Busy Tonight, the new talk show featuring actor turned Instagram personality Busy Philipps is trying to do a lot with not that much. The premise, similar to her social media presence, is that Philipps is a normal woman with a relatable life that is just like your life. But unlike your pedestrian existence, Busy Philipps has famous friends. And she’s going sit down with them for a half-hour late night show on E! to see if her very specific and relatable brand of authenticity translates when it’s pre-taped and in front of a studio audience.
Shot on a cavernous set that looks sort of like the kooky cousin of the Instagram penthouse apartment and the Wing, the show tries hard to be your friend. Philipps is personable, dashing around the set like a harried hostess, pointing out various aspects of the decor as if she had selected them herself. There are crystals and brass owls, and a hallway full of art that leads to nowhere except backstage.
The formula for what we can expect is similar to the faux-casual nature of the set, Philipps’s affect, and the entire show. After a few minutes of lighthearted banter—including a comment on Burritogate that requires a correction at the end of the show, and a musing on that viral photo of a Chinese taxi driver wearing a sheet mask—a guest appears as if summoned by happenstance. Surprise, it’s her friend Mindy Kaling, who sits down for a casual conversation about nothing really—much like friends do, of course.
Deviation from the traditional late night format is either wildly successful or a massive failure. Busy Tonight doesn’t hew to either of those extremes from the first episode, but plays it closer to the middle. Philipps’s continued cultural relevance has nothing to do with her acting career and everything to do with her Instagram presence, which is a charming and unfiltered view into the life of a wealthy mother of two in Los Angeles. The show is clearly attempting to mold that spontaneity into something a little more controlled—with the help of three writers who sit in the front row of the studio audience and are consulted occasionally to do a bit.
For a late night show to work successfully, a vibe of some sort must be established up front and then faithfully. For James Corden, sycophancy is the name of the game. Jimmy Kimmel and Jimmy Fallon are similar in their approach, often campy and leaning on pranks, skits, and established sketches as a stand-in for genuine bonhomie. As a host who isn’t quite as visibly high on his own supply, Seth Meyers is a bright spot on the late night circuit, with interesting guests and a bantering style that suggests he knows that as a late night host, his job is not to be the most interesting one in the room. Pitting Philipps against these stalwarts is an unfair comparison, but technically their shows are doing the same exact thing. It’s not that we don’t need more late night shows. We just need to change the format, and unfortunately, Busy Tonight isn’t yet a show that gets it right.
● ● ● ● ●
_ACTIVITIES_:
1. Copy out the passage of the Busy Tonight review that starts with "For a late night" and goes on through "gets it right.".
2. Answer these questions from the Busy Tonight review:
(a) On which network does the show air?
(b) Which friend of Philipps appears as the guest?
(c) How many writers sit in the front row of the studio audience?

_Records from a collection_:
● ● ● ● ●
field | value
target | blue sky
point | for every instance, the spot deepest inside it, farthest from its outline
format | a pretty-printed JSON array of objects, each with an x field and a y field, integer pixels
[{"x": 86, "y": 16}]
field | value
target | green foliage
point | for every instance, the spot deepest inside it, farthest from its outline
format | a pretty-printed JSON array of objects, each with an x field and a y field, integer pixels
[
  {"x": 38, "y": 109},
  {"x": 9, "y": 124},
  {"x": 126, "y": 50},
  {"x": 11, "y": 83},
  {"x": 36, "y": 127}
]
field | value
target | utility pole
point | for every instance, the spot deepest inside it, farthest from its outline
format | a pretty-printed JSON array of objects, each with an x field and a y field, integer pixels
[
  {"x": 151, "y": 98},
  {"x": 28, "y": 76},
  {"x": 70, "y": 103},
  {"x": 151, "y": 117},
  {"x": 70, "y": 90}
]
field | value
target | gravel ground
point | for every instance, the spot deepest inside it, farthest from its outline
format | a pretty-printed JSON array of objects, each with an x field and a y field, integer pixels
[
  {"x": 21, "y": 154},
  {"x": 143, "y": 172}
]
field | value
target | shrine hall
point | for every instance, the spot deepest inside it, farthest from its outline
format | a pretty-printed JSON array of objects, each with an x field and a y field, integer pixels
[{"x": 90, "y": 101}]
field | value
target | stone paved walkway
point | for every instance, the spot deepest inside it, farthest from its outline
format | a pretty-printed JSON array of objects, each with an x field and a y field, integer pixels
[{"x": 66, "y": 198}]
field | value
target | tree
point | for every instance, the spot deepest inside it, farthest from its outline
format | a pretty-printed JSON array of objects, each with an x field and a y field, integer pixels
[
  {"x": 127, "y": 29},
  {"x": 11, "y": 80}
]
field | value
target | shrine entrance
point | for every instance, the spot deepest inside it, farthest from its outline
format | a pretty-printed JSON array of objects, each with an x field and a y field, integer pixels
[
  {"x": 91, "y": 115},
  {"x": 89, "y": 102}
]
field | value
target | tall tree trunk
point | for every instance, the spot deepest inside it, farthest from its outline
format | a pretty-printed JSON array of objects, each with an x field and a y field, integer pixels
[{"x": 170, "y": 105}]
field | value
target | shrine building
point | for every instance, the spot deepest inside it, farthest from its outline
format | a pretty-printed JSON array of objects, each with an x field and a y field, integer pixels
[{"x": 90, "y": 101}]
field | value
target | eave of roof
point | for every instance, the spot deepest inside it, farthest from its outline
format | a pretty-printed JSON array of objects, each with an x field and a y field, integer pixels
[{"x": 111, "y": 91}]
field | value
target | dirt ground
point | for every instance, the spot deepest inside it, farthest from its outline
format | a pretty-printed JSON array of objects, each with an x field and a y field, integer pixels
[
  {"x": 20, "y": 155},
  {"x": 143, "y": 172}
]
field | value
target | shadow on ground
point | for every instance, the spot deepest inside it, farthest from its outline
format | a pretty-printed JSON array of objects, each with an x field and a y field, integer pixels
● ● ● ● ●
_TASK SOLUTIONS_:
1.
For a late night show to work successfully, a vibe of some sort must be established up front and then faithfully. For James Corden, sycophancy is the name of the game. Jimmy Kimmel and Jimmy Fallon are similar in their approach, often campy and leaning on pranks, skits, and established sketches as a stand-in for genuine bonhomie. As a host who isn’t quite as visibly high on his own supply, Seth Meyers is a bright spot on the late night circuit, with interesting guests and a bantering style that suggests he knows that as a late night host, his job is not to be the most interesting one in the room. Pitting Philipps against these stalwarts is an unfair comparison, but technically their shows are doing the same exact thing. It’s not that we don’t need more late night shows. We just need to change the format, and unfortunately, Busy Tonight isn’t yet a show that gets it right.

2.
(a) E!
(b) Mindy Kaling
(c) Three